Task description>
The only acceptable output is every entry, printed exactly.
--- START ---
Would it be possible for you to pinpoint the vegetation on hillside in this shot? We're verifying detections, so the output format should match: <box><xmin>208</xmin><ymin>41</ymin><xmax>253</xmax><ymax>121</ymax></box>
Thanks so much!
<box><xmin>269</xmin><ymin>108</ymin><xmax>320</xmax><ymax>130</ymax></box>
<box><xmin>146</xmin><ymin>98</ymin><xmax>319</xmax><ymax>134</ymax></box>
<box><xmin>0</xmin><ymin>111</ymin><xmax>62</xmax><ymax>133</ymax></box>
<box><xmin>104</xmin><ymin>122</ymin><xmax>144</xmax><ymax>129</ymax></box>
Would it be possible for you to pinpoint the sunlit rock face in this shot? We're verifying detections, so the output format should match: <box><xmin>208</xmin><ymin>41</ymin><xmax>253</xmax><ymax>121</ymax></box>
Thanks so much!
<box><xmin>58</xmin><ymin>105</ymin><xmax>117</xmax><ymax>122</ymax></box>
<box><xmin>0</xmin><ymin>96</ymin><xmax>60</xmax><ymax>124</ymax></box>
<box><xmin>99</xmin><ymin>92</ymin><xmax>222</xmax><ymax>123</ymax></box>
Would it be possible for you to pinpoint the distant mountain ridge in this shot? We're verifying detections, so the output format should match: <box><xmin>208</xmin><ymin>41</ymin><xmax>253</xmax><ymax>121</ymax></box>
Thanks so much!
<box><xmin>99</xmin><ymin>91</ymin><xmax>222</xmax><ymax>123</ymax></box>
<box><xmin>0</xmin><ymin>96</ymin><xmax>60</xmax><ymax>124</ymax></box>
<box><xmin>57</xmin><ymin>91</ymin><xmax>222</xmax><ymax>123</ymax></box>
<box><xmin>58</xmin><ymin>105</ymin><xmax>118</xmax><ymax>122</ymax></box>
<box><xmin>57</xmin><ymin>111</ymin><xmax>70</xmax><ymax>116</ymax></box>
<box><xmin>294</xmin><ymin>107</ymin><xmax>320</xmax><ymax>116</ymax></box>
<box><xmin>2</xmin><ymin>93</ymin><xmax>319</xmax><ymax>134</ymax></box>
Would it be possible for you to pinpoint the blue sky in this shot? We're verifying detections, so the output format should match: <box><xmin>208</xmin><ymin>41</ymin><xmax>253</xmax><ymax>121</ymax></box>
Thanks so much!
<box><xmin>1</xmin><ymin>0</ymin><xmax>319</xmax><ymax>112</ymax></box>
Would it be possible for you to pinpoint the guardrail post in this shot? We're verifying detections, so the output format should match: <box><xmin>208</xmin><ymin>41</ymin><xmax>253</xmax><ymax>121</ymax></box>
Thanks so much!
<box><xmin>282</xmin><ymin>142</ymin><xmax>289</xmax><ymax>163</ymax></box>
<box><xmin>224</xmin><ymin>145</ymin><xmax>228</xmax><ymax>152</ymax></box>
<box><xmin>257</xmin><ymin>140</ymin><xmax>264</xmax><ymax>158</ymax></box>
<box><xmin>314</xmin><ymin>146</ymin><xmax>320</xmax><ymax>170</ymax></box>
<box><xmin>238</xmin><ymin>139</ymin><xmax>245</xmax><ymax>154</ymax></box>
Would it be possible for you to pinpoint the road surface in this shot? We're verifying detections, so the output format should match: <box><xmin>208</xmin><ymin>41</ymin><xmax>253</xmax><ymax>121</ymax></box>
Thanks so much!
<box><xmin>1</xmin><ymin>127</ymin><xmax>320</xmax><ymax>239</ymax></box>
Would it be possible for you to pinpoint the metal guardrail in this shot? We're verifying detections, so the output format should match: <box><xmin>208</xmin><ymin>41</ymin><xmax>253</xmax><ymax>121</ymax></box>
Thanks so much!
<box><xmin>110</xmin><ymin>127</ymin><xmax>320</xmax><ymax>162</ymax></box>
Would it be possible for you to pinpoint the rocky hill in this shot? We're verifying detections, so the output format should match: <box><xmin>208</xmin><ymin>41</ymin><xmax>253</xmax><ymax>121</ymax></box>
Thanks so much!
--- END ---
Your response>
Would it be possible for you to pinpoint the vegetation on hillside in this shot? We're verifying detections, so the output format should match: <box><xmin>208</xmin><ymin>41</ymin><xmax>253</xmax><ymax>121</ymax></box>
Thanks so much!
<box><xmin>269</xmin><ymin>108</ymin><xmax>320</xmax><ymax>130</ymax></box>
<box><xmin>146</xmin><ymin>98</ymin><xmax>319</xmax><ymax>134</ymax></box>
<box><xmin>0</xmin><ymin>111</ymin><xmax>62</xmax><ymax>133</ymax></box>
<box><xmin>104</xmin><ymin>122</ymin><xmax>144</xmax><ymax>129</ymax></box>
Would it be possible for you to pinpoint the sunlit rock face in this shot? We're verifying detections, so the output format should match: <box><xmin>208</xmin><ymin>41</ymin><xmax>253</xmax><ymax>121</ymax></box>
Thanks so much!
<box><xmin>58</xmin><ymin>105</ymin><xmax>117</xmax><ymax>122</ymax></box>
<box><xmin>0</xmin><ymin>96</ymin><xmax>60</xmax><ymax>124</ymax></box>
<box><xmin>99</xmin><ymin>92</ymin><xmax>222</xmax><ymax>123</ymax></box>
Would it be possible for you to pinpoint the distant mountain ridge in this shot? We're verifying detections, so the output format should match: <box><xmin>208</xmin><ymin>41</ymin><xmax>253</xmax><ymax>121</ymax></box>
Thanks so much!
<box><xmin>99</xmin><ymin>91</ymin><xmax>222</xmax><ymax>123</ymax></box>
<box><xmin>0</xmin><ymin>96</ymin><xmax>60</xmax><ymax>124</ymax></box>
<box><xmin>57</xmin><ymin>91</ymin><xmax>222</xmax><ymax>123</ymax></box>
<box><xmin>58</xmin><ymin>105</ymin><xmax>118</xmax><ymax>122</ymax></box>
<box><xmin>57</xmin><ymin>111</ymin><xmax>70</xmax><ymax>116</ymax></box>
<box><xmin>294</xmin><ymin>107</ymin><xmax>320</xmax><ymax>116</ymax></box>
<box><xmin>2</xmin><ymin>93</ymin><xmax>319</xmax><ymax>134</ymax></box>
Would it be possible for you to pinpoint the blue sky in this shot? We're verifying detections, so the output format should match: <box><xmin>208</xmin><ymin>41</ymin><xmax>253</xmax><ymax>121</ymax></box>
Thanks so much!
<box><xmin>1</xmin><ymin>0</ymin><xmax>319</xmax><ymax>112</ymax></box>
Would it be possible for you to pinpoint the guardrail post in this shot? We're verifying detections, so the output format should match: <box><xmin>208</xmin><ymin>41</ymin><xmax>253</xmax><ymax>121</ymax></box>
Thanks so much!
<box><xmin>282</xmin><ymin>142</ymin><xmax>289</xmax><ymax>163</ymax></box>
<box><xmin>224</xmin><ymin>145</ymin><xmax>228</xmax><ymax>152</ymax></box>
<box><xmin>257</xmin><ymin>140</ymin><xmax>264</xmax><ymax>158</ymax></box>
<box><xmin>314</xmin><ymin>146</ymin><xmax>320</xmax><ymax>170</ymax></box>
<box><xmin>238</xmin><ymin>139</ymin><xmax>245</xmax><ymax>154</ymax></box>
Would it be possible for you to pinpoint the road surface in this shot? We're verifying detections, so the output format should match: <box><xmin>208</xmin><ymin>41</ymin><xmax>253</xmax><ymax>121</ymax></box>
Thanks so much!
<box><xmin>1</xmin><ymin>127</ymin><xmax>320</xmax><ymax>239</ymax></box>
Would it be possible for you to pinpoint the metal guardrail in this shot? We're verifying detections, so the output format should match: <box><xmin>208</xmin><ymin>41</ymin><xmax>253</xmax><ymax>121</ymax></box>
Thanks so much!
<box><xmin>110</xmin><ymin>127</ymin><xmax>320</xmax><ymax>162</ymax></box>
Would it be possible for you to pinpoint the rocky hill in this shot? We're verifying detections, so the output format should match: <box><xmin>208</xmin><ymin>41</ymin><xmax>253</xmax><ymax>121</ymax></box>
Thanks so much!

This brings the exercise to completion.